Text section:
The first name that will be read at the ceremony during Memorial Day weekend is that of Evander Earl Andrews.

A small-town boy, he had left his parents home in central Maine, joined the Air Force, and on Oct. 10, 2001, became the first military person reported killed in the post 9/11 wars in Iraq and Afghanistan.

His mother, Mary, 71, said Friday that she never thought his death would be followed by 6,700 more.

On May 24, Andrews’s name and the names of the others killed in the recent wars in Iraq and Afghanistan will be read aloud chronologically for the first time in a tribute at the Vietnam Wall, according to the Vietnam Veterans Memorial Fund.

The ceremony will open at 9 a.m. on the east knoll of the Vietnam Veterans Memorial, and the reading will run from about 10 a.m. to about 5:40 p.m., the fund said.

Those interested can register to read names starting at 8 a.m. April 14 at vvmf.org/rotn. People will be asked to read 15 names at a time.

“Last month was the first month that no American was killed in Afghanistan” since the start of the war there, said Jan Scruggs, president of the fund and the creator of the memorial and its wall.

“It just seemed like the time was right to do this,” he said. “And the Vietnam veterans are the ones who have to do this. We’re not going to let happen to these people what happened to us.

“This will provide them some recognition,” he said. “This will be a way for the nation to honor the war dead.”

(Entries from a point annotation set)
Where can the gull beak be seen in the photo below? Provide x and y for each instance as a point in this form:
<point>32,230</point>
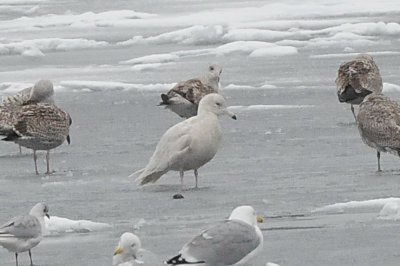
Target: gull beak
<point>230,114</point>
<point>118,250</point>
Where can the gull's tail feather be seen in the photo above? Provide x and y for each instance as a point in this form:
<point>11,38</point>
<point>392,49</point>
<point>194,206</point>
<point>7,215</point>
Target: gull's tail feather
<point>137,172</point>
<point>146,177</point>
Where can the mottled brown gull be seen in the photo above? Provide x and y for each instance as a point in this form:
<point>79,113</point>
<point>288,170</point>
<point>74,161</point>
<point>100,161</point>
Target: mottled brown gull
<point>22,233</point>
<point>40,127</point>
<point>41,92</point>
<point>358,78</point>
<point>189,144</point>
<point>379,124</point>
<point>183,99</point>
<point>235,241</point>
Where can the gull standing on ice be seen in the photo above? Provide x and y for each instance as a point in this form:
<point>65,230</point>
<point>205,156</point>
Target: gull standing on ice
<point>41,92</point>
<point>183,99</point>
<point>126,253</point>
<point>235,241</point>
<point>40,127</point>
<point>378,122</point>
<point>189,144</point>
<point>24,232</point>
<point>358,78</point>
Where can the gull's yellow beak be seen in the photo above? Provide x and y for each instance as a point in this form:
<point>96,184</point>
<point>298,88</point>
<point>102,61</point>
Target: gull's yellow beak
<point>118,250</point>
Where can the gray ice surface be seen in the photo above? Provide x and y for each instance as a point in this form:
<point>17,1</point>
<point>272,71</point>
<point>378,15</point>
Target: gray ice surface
<point>283,162</point>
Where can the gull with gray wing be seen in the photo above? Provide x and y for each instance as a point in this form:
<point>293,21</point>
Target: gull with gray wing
<point>41,92</point>
<point>189,144</point>
<point>236,241</point>
<point>22,233</point>
<point>183,99</point>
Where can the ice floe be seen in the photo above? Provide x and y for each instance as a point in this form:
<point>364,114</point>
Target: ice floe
<point>59,225</point>
<point>38,47</point>
<point>266,107</point>
<point>79,85</point>
<point>343,206</point>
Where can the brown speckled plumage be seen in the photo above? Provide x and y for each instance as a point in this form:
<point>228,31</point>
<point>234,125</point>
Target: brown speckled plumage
<point>40,127</point>
<point>183,99</point>
<point>379,124</point>
<point>357,79</point>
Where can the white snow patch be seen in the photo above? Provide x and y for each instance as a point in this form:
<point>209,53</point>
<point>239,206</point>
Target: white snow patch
<point>58,225</point>
<point>340,207</point>
<point>249,87</point>
<point>390,211</point>
<point>150,66</point>
<point>236,34</point>
<point>350,55</point>
<point>110,18</point>
<point>266,107</point>
<point>197,35</point>
<point>11,87</point>
<point>389,87</point>
<point>37,47</point>
<point>154,58</point>
<point>274,51</point>
<point>254,48</point>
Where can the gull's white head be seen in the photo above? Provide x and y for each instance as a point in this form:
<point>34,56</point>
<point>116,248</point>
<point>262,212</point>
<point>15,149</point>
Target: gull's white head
<point>42,92</point>
<point>245,214</point>
<point>40,210</point>
<point>128,247</point>
<point>214,103</point>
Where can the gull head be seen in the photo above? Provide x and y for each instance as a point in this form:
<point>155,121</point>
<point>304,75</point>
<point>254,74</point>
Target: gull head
<point>42,91</point>
<point>215,103</point>
<point>245,214</point>
<point>40,210</point>
<point>212,76</point>
<point>128,246</point>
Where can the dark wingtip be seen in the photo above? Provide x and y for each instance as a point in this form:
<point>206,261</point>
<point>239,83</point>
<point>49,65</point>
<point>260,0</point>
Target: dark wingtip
<point>165,99</point>
<point>177,260</point>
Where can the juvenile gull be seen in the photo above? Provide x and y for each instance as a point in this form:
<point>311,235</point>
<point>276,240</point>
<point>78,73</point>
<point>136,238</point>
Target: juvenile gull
<point>41,92</point>
<point>40,127</point>
<point>379,124</point>
<point>189,144</point>
<point>235,241</point>
<point>358,78</point>
<point>183,99</point>
<point>126,253</point>
<point>22,233</point>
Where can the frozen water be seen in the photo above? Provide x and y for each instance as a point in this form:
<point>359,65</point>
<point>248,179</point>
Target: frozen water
<point>294,147</point>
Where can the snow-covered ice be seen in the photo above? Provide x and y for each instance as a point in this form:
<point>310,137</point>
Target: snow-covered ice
<point>294,145</point>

Task requirements:
a. In the article on the Vietnam Wall name reading, why will Evander Earl Andrews's name be the first one read at the ceremony?
b. From the article on the Vietnam Wall name reading, extract the passage starting with "On May 24, Andrews’s" and going on through "Veterans Memorial Fund.".

Solutions by task:
a. The names of those killed in the wars in Iraq and Afghanistan will be read aloud in chronological order. On Oct. 10, 2001, Andrews became the first military person reported killed in the post-9/11 wars, so his name comes first.

b.
On May 24, Andrews’s name and the names of the others killed in the recent wars in Iraq and Afghanistan will be read aloud chronologically for the first time in a tribute at the Vietnam Wall, according to the Vietnam Veterans Memorial Fund.